Justamente pelo progresso da humanidade estar sujeito aos lapsos havia um descompasso na trajetória da modernidade. Dentro dessa lógica, no século XIX, autores portugueses como Antero de Quental denunciaram o atraso do mundo luso em relação aos outros países europeus e ao seu próprio passado de conquistas e descobertas25. A imagem de atraso como marca de Portugal não esteve, portanto, desvinculada de uma noção de progresso que escalonava as nações e povos do mundo. Os referenciais dessa categorização poderiam variar, mas era comum a afirmação da posição da nação portuguesa como retardatária na linha evolutiva percorrida pelas potências européias.

Tarefas do exercício:
a) Responda com base no trecho sobre o atraso de Portugal:
(i) Que autor português é citado por denunciar o atraso do mundo luso?
(ii) Em que século se deu essa denúncia?
(iii) Segundo o trecho, como era comum situar a nação portuguesa na linha evolutiva percorrida pelas potências europeias?
b) Dê sequência ao trecho sobre a imagem de atraso de Portugal, começando logo após a última frase dele.

Linhas brutas:

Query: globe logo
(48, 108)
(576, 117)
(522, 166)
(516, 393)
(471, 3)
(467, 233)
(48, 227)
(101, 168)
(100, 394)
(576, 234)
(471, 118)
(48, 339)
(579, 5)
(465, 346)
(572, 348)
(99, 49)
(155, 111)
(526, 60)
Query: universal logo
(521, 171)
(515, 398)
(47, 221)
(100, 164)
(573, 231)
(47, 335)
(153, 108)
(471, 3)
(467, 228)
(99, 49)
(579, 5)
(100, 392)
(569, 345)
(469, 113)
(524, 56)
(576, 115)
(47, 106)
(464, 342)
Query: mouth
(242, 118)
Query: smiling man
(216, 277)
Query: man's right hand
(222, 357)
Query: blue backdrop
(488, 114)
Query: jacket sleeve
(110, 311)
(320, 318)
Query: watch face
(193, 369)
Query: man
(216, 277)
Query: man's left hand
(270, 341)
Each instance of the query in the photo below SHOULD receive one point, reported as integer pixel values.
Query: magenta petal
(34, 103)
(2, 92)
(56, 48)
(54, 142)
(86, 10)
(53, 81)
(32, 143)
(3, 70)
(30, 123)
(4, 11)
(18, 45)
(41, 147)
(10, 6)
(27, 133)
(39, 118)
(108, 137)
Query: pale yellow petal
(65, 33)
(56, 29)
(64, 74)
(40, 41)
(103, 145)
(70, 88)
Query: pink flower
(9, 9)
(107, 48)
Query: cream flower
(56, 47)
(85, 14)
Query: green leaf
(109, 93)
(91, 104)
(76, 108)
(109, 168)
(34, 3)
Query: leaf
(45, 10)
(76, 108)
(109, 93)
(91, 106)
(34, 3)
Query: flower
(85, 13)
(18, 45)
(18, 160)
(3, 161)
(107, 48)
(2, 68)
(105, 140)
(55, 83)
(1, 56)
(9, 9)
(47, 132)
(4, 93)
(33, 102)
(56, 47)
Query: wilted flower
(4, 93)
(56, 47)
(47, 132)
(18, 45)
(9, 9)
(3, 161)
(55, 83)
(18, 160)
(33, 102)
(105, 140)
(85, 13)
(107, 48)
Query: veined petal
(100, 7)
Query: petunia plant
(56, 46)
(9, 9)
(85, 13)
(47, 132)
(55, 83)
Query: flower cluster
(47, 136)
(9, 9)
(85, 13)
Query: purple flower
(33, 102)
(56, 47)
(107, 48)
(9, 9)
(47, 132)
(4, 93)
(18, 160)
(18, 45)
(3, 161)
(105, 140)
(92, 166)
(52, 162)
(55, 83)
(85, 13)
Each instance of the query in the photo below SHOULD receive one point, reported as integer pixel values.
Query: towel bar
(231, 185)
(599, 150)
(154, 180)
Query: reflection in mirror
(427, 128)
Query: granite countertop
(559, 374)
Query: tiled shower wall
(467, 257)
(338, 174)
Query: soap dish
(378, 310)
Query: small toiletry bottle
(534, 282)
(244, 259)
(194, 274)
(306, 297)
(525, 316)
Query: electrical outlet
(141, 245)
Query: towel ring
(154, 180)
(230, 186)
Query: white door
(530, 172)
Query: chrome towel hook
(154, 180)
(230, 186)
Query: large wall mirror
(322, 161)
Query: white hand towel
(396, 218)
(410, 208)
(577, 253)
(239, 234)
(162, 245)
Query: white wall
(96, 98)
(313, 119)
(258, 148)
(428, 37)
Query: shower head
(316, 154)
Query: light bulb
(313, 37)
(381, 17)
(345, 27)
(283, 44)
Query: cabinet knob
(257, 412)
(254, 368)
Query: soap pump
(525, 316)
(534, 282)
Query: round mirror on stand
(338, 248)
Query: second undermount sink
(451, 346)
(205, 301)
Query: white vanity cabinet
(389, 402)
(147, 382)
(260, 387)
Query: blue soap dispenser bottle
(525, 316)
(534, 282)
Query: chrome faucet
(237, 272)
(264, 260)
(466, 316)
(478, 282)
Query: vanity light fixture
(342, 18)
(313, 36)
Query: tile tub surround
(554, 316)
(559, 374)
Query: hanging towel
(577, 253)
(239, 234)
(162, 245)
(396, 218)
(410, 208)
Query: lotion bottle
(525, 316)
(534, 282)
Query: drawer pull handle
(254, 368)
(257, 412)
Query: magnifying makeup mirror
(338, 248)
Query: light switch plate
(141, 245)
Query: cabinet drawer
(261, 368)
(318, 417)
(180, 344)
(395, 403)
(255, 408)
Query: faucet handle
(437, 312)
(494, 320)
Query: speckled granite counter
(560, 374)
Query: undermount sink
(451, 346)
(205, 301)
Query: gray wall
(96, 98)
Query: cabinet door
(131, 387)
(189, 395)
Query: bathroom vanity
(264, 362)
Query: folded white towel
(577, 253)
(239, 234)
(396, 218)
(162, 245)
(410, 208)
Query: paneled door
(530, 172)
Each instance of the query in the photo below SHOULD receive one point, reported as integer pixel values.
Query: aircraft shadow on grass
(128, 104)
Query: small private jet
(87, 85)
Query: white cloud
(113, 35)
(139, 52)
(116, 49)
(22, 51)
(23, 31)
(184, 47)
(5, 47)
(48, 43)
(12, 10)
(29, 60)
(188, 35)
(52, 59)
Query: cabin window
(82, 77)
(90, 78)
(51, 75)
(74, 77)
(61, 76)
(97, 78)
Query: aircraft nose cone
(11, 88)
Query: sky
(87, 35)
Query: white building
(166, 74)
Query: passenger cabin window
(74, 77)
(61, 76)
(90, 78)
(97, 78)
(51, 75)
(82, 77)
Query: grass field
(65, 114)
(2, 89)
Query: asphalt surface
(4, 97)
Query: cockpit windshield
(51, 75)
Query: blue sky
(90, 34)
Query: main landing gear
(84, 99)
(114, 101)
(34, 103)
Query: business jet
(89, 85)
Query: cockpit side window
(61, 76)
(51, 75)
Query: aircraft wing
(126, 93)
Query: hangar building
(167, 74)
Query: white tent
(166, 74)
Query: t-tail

Resultados do exercício:
a)
(i) Antero de Quental.
(ii) No século XIX.
(iii) Como retardatária.

b)
Segundo Carvalho, a tópica da decadência teria sido forjada pela geração de escritores de 1870. Contudo, as ideias de atraso e isolamento do país eram frutos de uma “ênfase exagerada e unilateral aos estigmas da diferença e da eterna defasagem, como características da cultura dos portugueses nos séculos XVI, XVII e parte do XVIII26”. Assim sendo, a percepção do atraso dependia de uma perspectiva de progresso, mas também da narrativa histórica da saga portuguesa, de nação vitoriosa à decadente. A despeito de toda a grandeza imperial e das suas colônias, Portugal ressentia-se do passado de grandeza e o projetava, saudosamente, em um futuro incerto. Nesse sentido, é possível afirmar que o espectro constante do atraso serviu, contraditoriamente, de impulso ao desenvolvimento português. Antes mesmo de Antero de Quental, o Portugal setecentista demonstrava sua preocupação em buscar alternativas para “um reino velho remendar-se27”.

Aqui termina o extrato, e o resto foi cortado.